(Passage provided)

It was our last day at Khwai and we had to prepare for the next day’s long drive to Kasane.
Look north
The road to Kasane, a town near the Victoria Falls where we would meet Les and Christelle, was 170 kilometres of gravel road and then another 90 kilometres tarred road, stretching through both the Chobe and Savuti-reserves. We got on our way confidently, expecting to arrive there in about six hours. But the sand was extremely loose and it took us ten and a half difficult hours before we finally arrived at Kasane’s outskirts in the dark. Mariaan and I first got stuck and Piet had to haul us out with his Isuzu. Not long after that he got stuck with the trailer. Fortunately Cari warned us over the radio to take a different path. We dug, let more air out of the tires, threw rubber mats – but made no headway against the dry, powdery sand. Fortunately a Botswana Water Affairs truck appeared and quickly hauled the Isuzu out. It was the worst corrugated road I have ever ridden and we had to drive extremely slowly. Most of the time it seemed as if we were driving through one continuous mopane bush with a few open savannahs that I supposed were part of the Savuti Mababe void. Just when we started complaining that there was no life to be seen, we came across six lions on the road. They were very close and the scars on the young lions indicated how hard they struggled to survive. We have never been so relieved to see a neat tarmac – and soon the broad Chobe River as a bonus. The stinking carcass of a young elephant next to the road on the outskirts of Ngoma reminded us how vulnerable even large animals were to the trucks and large four-wheel-drive vehicles. We started seeing the unique baobabs regularly. Apparently there is a hollowed out old baobab behind the Kasane police station that served as a prison long ago, even with a working door. We appreciated the warm showers at the campsite and feasted on the delicious hamburgers at the Chobe Safari Lodge while enjoying the view on the vast Chobe River.

(End Passage provided)
(Recorded information)

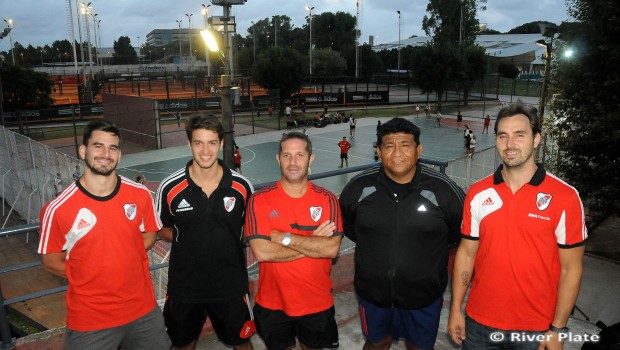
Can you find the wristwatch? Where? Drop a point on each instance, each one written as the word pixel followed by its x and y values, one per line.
pixel 563 330
pixel 286 240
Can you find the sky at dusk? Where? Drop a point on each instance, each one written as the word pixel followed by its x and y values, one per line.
pixel 41 22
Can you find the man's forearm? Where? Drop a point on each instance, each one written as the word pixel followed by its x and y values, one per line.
pixel 317 247
pixel 267 251
pixel 568 286
pixel 461 277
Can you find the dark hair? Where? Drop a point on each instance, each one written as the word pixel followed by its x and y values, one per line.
pixel 206 121
pixel 398 125
pixel 101 125
pixel 518 108
pixel 296 135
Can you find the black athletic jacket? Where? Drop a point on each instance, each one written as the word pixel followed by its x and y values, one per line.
pixel 401 252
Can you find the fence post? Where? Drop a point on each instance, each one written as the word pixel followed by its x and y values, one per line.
pixel 5 331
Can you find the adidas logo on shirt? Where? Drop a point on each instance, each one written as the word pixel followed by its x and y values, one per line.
pixel 184 206
pixel 488 201
pixel 82 224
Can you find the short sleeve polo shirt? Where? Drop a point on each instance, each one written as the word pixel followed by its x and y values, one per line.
pixel 517 266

(End Recorded information)

What you need to do: Carry on the account of the drive from Khwai to Kasane, starting right after its last sentence. The material has nothing to do with what comes next.

Exercise answer:
Mariaan and I postponed our return with a day to at least see the Sharpes. After all the stress and uncertainty Les clearly was moved when they arrived in the evening.
The next day we tried to catch a tiger fish but only got hold of three fat catfish. An interesting character rented a boat to us. He was born in Kasane but out of the blue stated that Magnus Malan was still his hero. ‘Why do you say that?’ I asked in surprise. ‘Because he could get things done,’ he answered.
During our last afternoon in Kasane we sailed on a boat on the big old river and enjoyed the beautiful sunset with a beer in hand. It was time to say goodbye to both our old and new friends.
The road back via Francistown was mostly a pleasure, except that I was stopped for speeding just outside Francistown, but the friendly officers let me go after I have made my case. For our last night in Botswana we treated ourselves to a lovely room in a five star hotel. A luxury bathroom and clean white sheets have never been so nice!